-- Exercise requirements --
Please give back all the records exactly, but keep the pictures out.

-- Data extract --

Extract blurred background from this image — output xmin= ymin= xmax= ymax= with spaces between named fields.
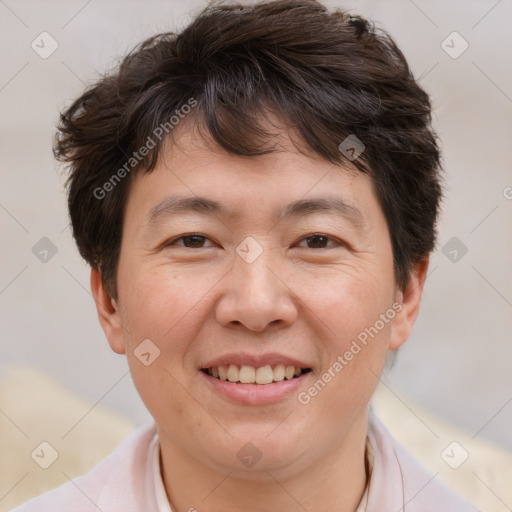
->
xmin=1 ymin=0 xmax=511 ymax=509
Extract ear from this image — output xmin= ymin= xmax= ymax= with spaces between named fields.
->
xmin=388 ymin=256 xmax=430 ymax=351
xmin=90 ymin=268 xmax=126 ymax=354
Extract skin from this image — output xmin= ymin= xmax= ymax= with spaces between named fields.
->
xmin=91 ymin=121 xmax=428 ymax=512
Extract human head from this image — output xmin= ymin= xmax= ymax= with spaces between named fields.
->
xmin=52 ymin=2 xmax=444 ymax=501
xmin=55 ymin=0 xmax=441 ymax=301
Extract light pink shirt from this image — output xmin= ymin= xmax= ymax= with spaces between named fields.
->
xmin=10 ymin=414 xmax=477 ymax=511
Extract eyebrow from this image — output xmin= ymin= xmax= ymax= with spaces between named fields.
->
xmin=147 ymin=194 xmax=364 ymax=228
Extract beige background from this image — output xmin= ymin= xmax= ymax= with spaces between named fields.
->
xmin=1 ymin=0 xmax=511 ymax=480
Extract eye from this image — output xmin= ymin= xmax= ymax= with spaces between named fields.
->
xmin=296 ymin=234 xmax=341 ymax=249
xmin=166 ymin=234 xmax=214 ymax=248
xmin=163 ymin=233 xmax=342 ymax=250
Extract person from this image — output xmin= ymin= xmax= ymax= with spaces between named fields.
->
xmin=12 ymin=0 xmax=477 ymax=510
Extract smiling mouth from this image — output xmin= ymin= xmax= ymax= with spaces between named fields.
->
xmin=201 ymin=364 xmax=312 ymax=385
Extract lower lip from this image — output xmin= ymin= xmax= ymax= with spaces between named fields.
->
xmin=200 ymin=370 xmax=311 ymax=405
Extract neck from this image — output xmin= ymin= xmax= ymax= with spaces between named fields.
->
xmin=158 ymin=412 xmax=369 ymax=512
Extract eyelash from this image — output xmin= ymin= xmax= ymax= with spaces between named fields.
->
xmin=164 ymin=233 xmax=343 ymax=250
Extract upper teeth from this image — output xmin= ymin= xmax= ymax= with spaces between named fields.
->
xmin=207 ymin=364 xmax=303 ymax=384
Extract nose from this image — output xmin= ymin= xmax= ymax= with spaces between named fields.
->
xmin=214 ymin=248 xmax=298 ymax=332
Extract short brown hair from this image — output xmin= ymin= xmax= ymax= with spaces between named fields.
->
xmin=55 ymin=0 xmax=442 ymax=299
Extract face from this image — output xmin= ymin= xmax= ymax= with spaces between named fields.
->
xmin=92 ymin=124 xmax=426 ymax=480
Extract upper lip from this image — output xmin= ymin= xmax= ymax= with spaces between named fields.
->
xmin=200 ymin=352 xmax=311 ymax=369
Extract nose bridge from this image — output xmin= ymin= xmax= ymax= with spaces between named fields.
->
xmin=215 ymin=241 xmax=297 ymax=331
xmin=234 ymin=235 xmax=279 ymax=297
xmin=239 ymin=253 xmax=278 ymax=303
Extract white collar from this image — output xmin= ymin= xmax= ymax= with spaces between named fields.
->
xmin=148 ymin=432 xmax=173 ymax=512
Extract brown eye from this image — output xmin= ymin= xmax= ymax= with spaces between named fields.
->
xmin=298 ymin=234 xmax=338 ymax=249
xmin=169 ymin=234 xmax=213 ymax=248
xmin=182 ymin=235 xmax=206 ymax=248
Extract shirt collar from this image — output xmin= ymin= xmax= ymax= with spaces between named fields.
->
xmin=148 ymin=432 xmax=173 ymax=512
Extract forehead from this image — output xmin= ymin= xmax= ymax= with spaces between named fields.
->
xmin=124 ymin=122 xmax=379 ymax=231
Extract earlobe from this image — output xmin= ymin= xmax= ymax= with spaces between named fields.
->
xmin=388 ymin=257 xmax=430 ymax=351
xmin=90 ymin=268 xmax=126 ymax=355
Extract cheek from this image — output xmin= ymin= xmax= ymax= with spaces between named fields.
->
xmin=295 ymin=264 xmax=394 ymax=404
xmin=117 ymin=265 xmax=208 ymax=426
xmin=117 ymin=261 xmax=217 ymax=379
xmin=299 ymin=263 xmax=395 ymax=340
xmin=118 ymin=263 xmax=197 ymax=338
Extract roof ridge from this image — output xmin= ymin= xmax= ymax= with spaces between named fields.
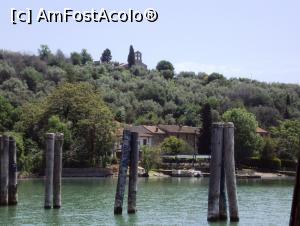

-- Expected output --
Extract blurred background from this image — output xmin= ymin= xmax= ymax= with spaces between named fields.
->
xmin=1 ymin=0 xmax=511 ymax=509
Extract ear from this image — output xmin= ymin= xmax= ymax= with spaces between named fields.
->
xmin=388 ymin=256 xmax=430 ymax=351
xmin=90 ymin=268 xmax=126 ymax=354
Extract skin from this image — output xmin= ymin= xmax= ymax= with spaces between named fields.
->
xmin=91 ymin=121 xmax=428 ymax=512
Extract human head from this image — output xmin= ymin= xmax= ymax= with spaces between named fields.
->
xmin=52 ymin=2 xmax=444 ymax=501
xmin=55 ymin=0 xmax=441 ymax=301
Extract light pink shirt from this image — output xmin= ymin= xmax= ymax= with spaces between named fields.
->
xmin=10 ymin=414 xmax=477 ymax=511
Extract eyebrow from this image — output xmin= ymin= xmax= ymax= with spaces between named fields.
->
xmin=147 ymin=194 xmax=364 ymax=228
Extract beige background from this image — output xmin= ymin= xmax= ymax= with spaces between named fields.
->
xmin=1 ymin=0 xmax=511 ymax=480
Extract eye from this image — output xmin= ymin= xmax= ymax= with spaces between named fields.
->
xmin=296 ymin=234 xmax=341 ymax=249
xmin=166 ymin=234 xmax=214 ymax=248
xmin=163 ymin=233 xmax=342 ymax=250
Extract person from this image — output xmin= ymin= xmax= ymax= with spaces between named fields.
->
xmin=12 ymin=0 xmax=477 ymax=510
Extract smiling mouth from this image — output xmin= ymin= xmax= ymax= with spaces between named fields.
->
xmin=201 ymin=364 xmax=312 ymax=385
Extract lower lip from this image — output xmin= ymin= xmax= ymax= with spaces between named fields.
->
xmin=200 ymin=370 xmax=311 ymax=405
Extract neck from this image — output xmin= ymin= xmax= ymax= with spaces between named fields.
->
xmin=158 ymin=412 xmax=369 ymax=512
Extract eyelash from this image — output xmin= ymin= xmax= ymax= with spaces between named fields.
->
xmin=164 ymin=233 xmax=343 ymax=250
Extract upper teeth from this image — output xmin= ymin= xmax= ymax= with spaces between named fields.
->
xmin=207 ymin=364 xmax=303 ymax=384
Extract nose from this image — output xmin= ymin= xmax= ymax= with spaces between named fields.
->
xmin=214 ymin=248 xmax=298 ymax=332
Extract short brown hair from this image — output xmin= ymin= xmax= ymax= with spaces between named fields.
->
xmin=55 ymin=0 xmax=442 ymax=299
Extract face from this image — output xmin= ymin= xmax= ymax= with spaces between named fields.
->
xmin=92 ymin=124 xmax=426 ymax=480
Extract upper lip from this image — output xmin= ymin= xmax= ymax= with spaces between named fields.
->
xmin=200 ymin=352 xmax=311 ymax=369
Extract nose bridge from this image — output xmin= ymin= xmax= ymax= with spaces between named fields.
->
xmin=215 ymin=241 xmax=297 ymax=331
xmin=234 ymin=235 xmax=279 ymax=297
xmin=239 ymin=253 xmax=278 ymax=303
Extract white collar from this image — output xmin= ymin= xmax= ymax= with spaces between named fields.
->
xmin=148 ymin=432 xmax=173 ymax=512
Extract brown eye from this image — output xmin= ymin= xmax= ymax= with spaces between named fields.
->
xmin=298 ymin=234 xmax=338 ymax=249
xmin=169 ymin=234 xmax=213 ymax=248
xmin=182 ymin=235 xmax=206 ymax=248
Extract shirt collar from this image — output xmin= ymin= xmax= ymax= with spaces between named fields.
->
xmin=148 ymin=432 xmax=173 ymax=512
Extract forehead from this image — output xmin= ymin= xmax= ymax= with spaces between named fields.
->
xmin=124 ymin=122 xmax=379 ymax=231
Extract earlobe from this image — output xmin= ymin= xmax= ymax= with spaces between named fields.
->
xmin=388 ymin=257 xmax=430 ymax=351
xmin=90 ymin=268 xmax=126 ymax=355
Extract cheek from this image — output xmin= ymin= xmax= ymax= with spaces between named fields.
->
xmin=295 ymin=264 xmax=394 ymax=404
xmin=117 ymin=265 xmax=208 ymax=426
xmin=117 ymin=261 xmax=217 ymax=379
xmin=299 ymin=263 xmax=395 ymax=340
xmin=118 ymin=263 xmax=197 ymax=338
Extract roof ridge from this image — output xmin= ymin= xmax= ymax= with spaces between named fields.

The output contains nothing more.